### What to work on:
Rewrite the records from the start through the line with "column 196, row 222", changing every "wooden fence" to "picket fence" and keeping everything else the same. Leave out the pictures.

### Exercise inputs:
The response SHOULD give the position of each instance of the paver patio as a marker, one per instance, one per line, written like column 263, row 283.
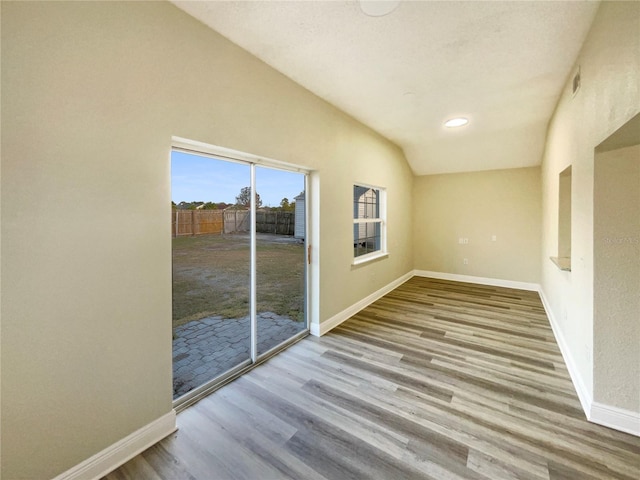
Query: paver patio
column 206, row 348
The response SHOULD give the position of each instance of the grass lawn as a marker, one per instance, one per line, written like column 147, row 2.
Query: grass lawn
column 211, row 276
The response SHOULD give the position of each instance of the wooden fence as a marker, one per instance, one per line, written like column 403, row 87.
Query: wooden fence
column 279, row 223
column 202, row 222
column 196, row 222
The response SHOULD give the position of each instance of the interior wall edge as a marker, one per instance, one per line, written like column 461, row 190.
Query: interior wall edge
column 347, row 313
column 578, row 383
column 620, row 419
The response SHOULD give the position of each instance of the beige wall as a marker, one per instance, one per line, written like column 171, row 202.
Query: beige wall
column 616, row 332
column 609, row 96
column 91, row 95
column 479, row 205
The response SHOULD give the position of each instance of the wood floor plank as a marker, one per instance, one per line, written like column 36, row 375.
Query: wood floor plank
column 437, row 380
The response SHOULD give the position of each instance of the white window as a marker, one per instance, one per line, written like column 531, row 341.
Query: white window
column 369, row 223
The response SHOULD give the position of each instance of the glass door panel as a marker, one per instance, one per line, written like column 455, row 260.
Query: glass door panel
column 280, row 257
column 211, row 269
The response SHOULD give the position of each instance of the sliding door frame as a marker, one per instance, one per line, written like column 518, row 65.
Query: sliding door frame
column 220, row 153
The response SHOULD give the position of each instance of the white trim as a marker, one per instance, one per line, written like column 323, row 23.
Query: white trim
column 200, row 148
column 112, row 457
column 617, row 418
column 494, row 282
column 349, row 312
column 369, row 257
column 581, row 390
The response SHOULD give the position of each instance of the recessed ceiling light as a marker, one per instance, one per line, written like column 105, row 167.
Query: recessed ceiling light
column 378, row 8
column 456, row 122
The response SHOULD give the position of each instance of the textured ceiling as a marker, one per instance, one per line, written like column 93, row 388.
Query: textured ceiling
column 501, row 64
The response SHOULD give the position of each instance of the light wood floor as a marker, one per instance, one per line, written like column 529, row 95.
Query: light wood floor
column 437, row 380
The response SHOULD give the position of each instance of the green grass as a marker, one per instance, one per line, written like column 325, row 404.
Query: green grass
column 211, row 277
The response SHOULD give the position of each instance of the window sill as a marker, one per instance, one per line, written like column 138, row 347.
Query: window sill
column 370, row 257
column 563, row 263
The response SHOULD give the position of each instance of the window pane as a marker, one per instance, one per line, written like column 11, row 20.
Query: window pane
column 367, row 238
column 366, row 202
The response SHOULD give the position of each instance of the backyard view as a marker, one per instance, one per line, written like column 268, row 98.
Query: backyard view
column 211, row 276
column 211, row 248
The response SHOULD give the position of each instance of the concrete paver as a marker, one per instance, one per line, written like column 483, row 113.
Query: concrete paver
column 206, row 348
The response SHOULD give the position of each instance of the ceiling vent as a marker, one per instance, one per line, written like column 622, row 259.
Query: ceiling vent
column 576, row 83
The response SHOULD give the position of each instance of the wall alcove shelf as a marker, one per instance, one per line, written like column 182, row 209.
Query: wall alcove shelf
column 563, row 263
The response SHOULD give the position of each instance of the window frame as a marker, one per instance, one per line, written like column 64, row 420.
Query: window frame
column 381, row 220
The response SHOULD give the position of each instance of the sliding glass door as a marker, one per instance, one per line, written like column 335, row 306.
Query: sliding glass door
column 280, row 258
column 239, row 269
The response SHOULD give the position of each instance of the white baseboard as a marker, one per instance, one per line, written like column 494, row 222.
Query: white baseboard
column 616, row 418
column 494, row 282
column 347, row 313
column 112, row 457
column 583, row 394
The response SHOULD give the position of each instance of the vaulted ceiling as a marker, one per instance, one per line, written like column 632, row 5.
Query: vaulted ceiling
column 502, row 65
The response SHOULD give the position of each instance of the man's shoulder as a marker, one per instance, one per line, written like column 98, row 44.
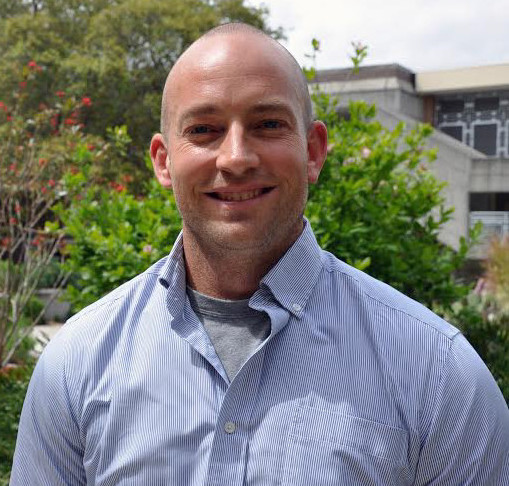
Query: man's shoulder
column 384, row 300
column 111, row 313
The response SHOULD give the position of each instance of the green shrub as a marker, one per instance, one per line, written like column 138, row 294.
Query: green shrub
column 379, row 207
column 115, row 236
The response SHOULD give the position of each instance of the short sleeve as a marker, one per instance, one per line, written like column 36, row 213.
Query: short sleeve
column 468, row 440
column 48, row 448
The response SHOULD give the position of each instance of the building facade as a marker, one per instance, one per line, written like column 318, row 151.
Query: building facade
column 469, row 109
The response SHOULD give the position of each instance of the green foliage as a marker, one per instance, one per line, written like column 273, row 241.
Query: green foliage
column 497, row 272
column 117, row 51
column 115, row 236
column 43, row 147
column 13, row 387
column 378, row 206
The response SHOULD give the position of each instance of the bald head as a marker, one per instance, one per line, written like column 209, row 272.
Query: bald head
column 265, row 46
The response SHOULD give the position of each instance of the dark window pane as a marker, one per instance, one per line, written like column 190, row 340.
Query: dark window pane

### The answer:
The response SHOULD give the position of each instance of the paver patio as a marker, one per instance, one per line, written like column 263, row 283.
Query: paver patio
column 206, row 348
The response SHOULD give the position of each instance of the grass lawn as a marker, one per instance, one per line, written like column 147, row 2.
Query: grass lawn
column 211, row 276
The response SHOULD give the position of each instance of the picket fence as a marker, one per instance, one per line, written like column 403, row 87.
Query: picket fence
column 279, row 223
column 202, row 222
column 196, row 222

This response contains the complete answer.